Work to be completed >>
Return, exactly and in full, the lines of the records below starting at the one with "Where can the glowing" and ending at the one with "Target: dark shadow area", and no other lines.

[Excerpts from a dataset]
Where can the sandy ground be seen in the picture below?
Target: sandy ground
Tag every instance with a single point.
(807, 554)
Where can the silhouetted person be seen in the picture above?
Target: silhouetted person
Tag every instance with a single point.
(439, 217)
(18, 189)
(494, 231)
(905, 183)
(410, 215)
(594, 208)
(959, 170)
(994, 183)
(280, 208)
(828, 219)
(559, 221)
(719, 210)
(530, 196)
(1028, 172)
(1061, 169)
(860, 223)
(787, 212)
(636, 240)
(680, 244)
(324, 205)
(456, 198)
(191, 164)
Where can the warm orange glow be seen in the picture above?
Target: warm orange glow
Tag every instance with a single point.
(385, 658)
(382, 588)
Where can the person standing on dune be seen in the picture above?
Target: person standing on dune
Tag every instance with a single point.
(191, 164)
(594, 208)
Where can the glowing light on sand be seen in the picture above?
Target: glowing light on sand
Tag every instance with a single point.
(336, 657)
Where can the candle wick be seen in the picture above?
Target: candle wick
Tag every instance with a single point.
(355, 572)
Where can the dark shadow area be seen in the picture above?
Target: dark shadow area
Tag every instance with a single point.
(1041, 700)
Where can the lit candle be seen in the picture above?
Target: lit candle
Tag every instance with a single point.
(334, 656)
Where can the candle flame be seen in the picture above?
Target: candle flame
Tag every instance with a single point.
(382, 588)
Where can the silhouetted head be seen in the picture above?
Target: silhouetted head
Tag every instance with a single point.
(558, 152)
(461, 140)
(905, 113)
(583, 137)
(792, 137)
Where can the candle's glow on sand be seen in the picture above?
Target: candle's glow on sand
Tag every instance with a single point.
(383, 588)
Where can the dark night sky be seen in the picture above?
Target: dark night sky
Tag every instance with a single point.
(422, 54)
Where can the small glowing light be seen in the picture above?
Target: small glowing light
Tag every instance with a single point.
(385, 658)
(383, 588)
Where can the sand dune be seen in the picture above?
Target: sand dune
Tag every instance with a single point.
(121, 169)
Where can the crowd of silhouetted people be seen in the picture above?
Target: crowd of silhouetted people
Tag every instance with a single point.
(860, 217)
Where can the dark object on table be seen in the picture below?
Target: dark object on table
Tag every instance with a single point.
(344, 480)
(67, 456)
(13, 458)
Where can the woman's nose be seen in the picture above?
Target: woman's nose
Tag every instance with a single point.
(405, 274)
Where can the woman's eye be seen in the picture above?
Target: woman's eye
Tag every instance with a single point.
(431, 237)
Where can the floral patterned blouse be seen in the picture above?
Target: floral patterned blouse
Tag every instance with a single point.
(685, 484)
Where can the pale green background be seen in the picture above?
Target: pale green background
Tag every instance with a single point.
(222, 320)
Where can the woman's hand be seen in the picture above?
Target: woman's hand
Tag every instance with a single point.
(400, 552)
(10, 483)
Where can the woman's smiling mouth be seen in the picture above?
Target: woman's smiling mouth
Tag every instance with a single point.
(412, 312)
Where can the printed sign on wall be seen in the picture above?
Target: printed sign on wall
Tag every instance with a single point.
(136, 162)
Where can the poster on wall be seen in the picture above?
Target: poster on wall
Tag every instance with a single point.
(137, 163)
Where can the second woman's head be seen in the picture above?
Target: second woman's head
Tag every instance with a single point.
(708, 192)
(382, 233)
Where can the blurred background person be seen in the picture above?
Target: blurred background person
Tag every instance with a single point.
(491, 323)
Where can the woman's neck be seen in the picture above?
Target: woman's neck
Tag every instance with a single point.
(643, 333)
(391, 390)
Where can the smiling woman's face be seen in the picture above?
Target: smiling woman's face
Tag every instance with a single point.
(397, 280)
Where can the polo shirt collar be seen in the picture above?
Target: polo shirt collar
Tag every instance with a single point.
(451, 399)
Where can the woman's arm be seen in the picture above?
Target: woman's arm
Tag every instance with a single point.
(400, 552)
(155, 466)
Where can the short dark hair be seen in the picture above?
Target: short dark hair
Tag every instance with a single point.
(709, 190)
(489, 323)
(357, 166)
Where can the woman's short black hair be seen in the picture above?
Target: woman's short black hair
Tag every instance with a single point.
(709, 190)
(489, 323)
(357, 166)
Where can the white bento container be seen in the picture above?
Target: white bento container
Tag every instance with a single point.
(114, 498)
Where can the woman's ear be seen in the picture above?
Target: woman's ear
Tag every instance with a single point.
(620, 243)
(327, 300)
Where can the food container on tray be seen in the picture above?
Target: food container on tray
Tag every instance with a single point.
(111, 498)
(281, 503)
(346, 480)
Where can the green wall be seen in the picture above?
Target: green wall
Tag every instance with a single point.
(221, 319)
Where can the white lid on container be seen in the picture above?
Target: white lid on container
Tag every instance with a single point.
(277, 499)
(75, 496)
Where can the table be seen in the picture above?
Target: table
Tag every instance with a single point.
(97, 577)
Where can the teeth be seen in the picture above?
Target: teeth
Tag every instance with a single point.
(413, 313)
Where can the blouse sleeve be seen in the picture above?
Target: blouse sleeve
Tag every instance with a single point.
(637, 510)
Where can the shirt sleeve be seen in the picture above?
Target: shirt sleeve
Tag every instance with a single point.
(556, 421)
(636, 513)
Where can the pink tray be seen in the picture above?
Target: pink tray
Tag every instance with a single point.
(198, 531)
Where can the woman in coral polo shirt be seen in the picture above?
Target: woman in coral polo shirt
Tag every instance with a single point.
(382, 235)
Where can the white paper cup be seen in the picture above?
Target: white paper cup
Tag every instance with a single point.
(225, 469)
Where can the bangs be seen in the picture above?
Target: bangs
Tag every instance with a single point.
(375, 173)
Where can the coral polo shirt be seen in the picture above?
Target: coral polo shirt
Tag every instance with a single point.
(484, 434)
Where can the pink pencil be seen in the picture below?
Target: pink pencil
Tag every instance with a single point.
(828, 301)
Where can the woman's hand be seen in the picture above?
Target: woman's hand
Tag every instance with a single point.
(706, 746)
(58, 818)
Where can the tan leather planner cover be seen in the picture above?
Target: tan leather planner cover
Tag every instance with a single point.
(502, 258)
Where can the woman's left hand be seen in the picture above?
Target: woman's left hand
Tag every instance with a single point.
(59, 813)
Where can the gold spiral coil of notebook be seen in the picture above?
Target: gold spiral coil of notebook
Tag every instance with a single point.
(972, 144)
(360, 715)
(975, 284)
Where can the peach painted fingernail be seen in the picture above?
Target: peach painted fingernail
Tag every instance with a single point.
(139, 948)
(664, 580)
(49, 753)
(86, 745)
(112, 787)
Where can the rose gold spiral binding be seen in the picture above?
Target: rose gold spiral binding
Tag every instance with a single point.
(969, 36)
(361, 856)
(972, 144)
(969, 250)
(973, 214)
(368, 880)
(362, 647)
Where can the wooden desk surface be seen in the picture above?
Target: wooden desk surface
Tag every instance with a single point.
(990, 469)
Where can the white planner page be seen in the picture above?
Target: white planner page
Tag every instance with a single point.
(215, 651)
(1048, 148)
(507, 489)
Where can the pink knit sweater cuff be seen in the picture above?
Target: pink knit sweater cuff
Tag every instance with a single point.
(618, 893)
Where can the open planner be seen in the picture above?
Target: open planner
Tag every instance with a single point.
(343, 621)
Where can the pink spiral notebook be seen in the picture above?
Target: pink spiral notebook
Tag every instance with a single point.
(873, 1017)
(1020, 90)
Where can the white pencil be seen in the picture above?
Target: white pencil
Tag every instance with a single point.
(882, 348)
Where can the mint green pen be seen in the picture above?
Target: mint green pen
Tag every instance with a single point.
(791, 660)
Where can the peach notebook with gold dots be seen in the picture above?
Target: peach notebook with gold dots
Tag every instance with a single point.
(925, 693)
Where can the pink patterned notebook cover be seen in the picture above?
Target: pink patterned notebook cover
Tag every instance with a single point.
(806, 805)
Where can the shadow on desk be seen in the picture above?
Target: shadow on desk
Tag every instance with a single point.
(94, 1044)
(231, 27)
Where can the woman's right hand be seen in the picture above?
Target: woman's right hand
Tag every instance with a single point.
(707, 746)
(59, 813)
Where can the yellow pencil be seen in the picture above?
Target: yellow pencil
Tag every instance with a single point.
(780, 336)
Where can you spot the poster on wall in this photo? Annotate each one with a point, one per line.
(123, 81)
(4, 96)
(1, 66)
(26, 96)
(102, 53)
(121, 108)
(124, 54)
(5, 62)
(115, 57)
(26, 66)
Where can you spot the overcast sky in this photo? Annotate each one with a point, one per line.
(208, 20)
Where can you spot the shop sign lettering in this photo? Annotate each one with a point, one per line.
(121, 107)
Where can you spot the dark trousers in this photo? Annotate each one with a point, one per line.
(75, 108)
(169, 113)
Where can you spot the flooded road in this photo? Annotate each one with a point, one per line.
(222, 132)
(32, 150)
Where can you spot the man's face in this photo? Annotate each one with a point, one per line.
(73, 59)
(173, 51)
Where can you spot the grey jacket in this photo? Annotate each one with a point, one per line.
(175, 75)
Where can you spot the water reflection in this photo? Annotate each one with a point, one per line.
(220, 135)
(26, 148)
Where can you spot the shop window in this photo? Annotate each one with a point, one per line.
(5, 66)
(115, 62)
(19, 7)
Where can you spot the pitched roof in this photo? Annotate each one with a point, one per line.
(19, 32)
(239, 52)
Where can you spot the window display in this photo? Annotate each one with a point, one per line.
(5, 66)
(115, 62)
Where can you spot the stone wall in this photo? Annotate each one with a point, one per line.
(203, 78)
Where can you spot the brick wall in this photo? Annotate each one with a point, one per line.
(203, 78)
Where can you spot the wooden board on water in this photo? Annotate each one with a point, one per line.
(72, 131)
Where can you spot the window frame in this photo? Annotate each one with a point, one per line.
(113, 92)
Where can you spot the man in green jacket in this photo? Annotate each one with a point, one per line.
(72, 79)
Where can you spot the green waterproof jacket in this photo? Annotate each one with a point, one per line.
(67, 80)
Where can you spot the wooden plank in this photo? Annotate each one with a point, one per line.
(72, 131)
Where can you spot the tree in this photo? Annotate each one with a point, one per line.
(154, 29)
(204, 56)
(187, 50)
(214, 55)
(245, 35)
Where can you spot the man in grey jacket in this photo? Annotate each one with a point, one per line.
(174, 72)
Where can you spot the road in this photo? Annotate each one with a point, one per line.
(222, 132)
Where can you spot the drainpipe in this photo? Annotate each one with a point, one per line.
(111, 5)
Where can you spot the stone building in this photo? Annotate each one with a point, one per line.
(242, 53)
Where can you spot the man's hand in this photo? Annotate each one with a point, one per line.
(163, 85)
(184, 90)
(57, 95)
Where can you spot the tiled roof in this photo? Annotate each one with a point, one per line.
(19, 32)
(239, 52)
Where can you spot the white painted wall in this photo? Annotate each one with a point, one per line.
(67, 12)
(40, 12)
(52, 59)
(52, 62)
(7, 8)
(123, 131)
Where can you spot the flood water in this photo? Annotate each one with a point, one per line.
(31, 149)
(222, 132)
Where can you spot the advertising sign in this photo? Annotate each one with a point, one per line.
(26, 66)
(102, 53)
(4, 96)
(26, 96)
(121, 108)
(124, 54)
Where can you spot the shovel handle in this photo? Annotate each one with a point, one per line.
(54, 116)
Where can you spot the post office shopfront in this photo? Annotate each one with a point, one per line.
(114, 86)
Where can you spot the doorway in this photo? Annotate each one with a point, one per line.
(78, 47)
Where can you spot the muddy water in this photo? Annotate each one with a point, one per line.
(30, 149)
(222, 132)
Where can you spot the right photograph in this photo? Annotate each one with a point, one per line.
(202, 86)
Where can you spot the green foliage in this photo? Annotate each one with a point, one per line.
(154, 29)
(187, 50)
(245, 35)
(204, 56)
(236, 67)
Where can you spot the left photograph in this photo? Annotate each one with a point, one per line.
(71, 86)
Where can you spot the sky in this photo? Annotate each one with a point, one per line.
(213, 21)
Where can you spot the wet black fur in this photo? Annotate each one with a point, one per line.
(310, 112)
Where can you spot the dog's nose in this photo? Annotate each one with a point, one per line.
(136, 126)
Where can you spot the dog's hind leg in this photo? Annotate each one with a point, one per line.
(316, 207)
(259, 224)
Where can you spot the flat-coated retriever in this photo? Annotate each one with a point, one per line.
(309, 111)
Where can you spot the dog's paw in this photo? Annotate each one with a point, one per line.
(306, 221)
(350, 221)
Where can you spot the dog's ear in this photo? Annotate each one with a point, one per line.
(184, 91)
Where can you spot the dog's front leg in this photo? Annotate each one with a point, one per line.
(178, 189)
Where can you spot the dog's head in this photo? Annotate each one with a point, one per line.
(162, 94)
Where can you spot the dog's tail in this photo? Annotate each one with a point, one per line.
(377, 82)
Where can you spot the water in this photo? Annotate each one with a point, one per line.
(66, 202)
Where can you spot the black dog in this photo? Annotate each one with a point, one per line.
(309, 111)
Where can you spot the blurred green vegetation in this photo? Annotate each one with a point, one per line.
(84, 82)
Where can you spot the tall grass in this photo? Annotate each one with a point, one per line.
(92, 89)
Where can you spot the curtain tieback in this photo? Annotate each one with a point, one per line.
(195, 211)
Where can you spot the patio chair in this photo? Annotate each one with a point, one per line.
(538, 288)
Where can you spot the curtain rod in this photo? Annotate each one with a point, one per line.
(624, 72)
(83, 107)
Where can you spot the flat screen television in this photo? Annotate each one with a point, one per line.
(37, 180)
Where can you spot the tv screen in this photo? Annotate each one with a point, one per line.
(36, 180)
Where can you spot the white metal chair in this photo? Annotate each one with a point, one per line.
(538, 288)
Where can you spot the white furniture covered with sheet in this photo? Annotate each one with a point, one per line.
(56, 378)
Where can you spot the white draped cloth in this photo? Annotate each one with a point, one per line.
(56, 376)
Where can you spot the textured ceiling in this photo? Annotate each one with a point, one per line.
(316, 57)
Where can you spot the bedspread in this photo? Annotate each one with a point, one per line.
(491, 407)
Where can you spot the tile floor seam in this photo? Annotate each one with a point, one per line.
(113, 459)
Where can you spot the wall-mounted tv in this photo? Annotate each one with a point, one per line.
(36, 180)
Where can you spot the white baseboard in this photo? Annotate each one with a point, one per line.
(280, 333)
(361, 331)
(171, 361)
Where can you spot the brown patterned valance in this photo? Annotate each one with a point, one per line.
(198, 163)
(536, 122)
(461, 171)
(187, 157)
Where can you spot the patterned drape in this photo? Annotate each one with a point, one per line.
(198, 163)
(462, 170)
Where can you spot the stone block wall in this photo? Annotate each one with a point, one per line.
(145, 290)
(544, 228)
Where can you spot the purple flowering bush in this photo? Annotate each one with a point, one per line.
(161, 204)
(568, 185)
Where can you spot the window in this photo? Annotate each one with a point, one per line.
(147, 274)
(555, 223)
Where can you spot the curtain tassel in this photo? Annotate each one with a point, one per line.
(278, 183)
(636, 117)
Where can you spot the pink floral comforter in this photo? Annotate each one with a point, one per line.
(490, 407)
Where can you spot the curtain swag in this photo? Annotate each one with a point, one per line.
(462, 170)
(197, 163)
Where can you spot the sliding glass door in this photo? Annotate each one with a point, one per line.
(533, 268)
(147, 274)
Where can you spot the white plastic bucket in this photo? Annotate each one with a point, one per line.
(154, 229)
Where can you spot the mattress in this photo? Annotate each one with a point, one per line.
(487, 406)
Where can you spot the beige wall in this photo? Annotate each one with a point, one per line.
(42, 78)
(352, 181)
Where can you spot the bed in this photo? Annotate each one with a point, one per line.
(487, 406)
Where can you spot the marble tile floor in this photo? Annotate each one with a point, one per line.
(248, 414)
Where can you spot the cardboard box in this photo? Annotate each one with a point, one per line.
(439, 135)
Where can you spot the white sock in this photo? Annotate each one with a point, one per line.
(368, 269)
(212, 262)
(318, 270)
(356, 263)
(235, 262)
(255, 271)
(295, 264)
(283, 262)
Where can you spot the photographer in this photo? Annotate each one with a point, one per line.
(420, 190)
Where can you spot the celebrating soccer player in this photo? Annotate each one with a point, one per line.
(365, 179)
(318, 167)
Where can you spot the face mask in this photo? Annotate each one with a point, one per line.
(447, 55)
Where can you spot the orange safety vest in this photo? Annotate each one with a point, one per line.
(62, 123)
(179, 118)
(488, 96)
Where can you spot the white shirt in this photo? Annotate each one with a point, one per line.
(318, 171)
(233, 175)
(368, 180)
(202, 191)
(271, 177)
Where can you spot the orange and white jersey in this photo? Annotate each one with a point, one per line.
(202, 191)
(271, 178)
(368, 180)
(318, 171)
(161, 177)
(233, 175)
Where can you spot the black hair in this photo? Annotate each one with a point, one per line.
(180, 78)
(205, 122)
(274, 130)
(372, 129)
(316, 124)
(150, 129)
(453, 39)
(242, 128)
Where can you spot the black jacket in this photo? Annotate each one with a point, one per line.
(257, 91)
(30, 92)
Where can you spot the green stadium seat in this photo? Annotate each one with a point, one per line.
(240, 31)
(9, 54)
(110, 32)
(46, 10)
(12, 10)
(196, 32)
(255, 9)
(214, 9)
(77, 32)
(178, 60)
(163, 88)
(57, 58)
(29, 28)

Solved exercise >>
Where can the glowing light on sand be seen in the picture above?
Target: glowing light on sand
Tag every instance with a single point.
(336, 657)
Where can the candle wick be seen in the picture above?
Target: candle wick
Tag every instance with a single point.
(355, 572)
Where can the dark shadow area be seen in the picture above?
Target: dark shadow area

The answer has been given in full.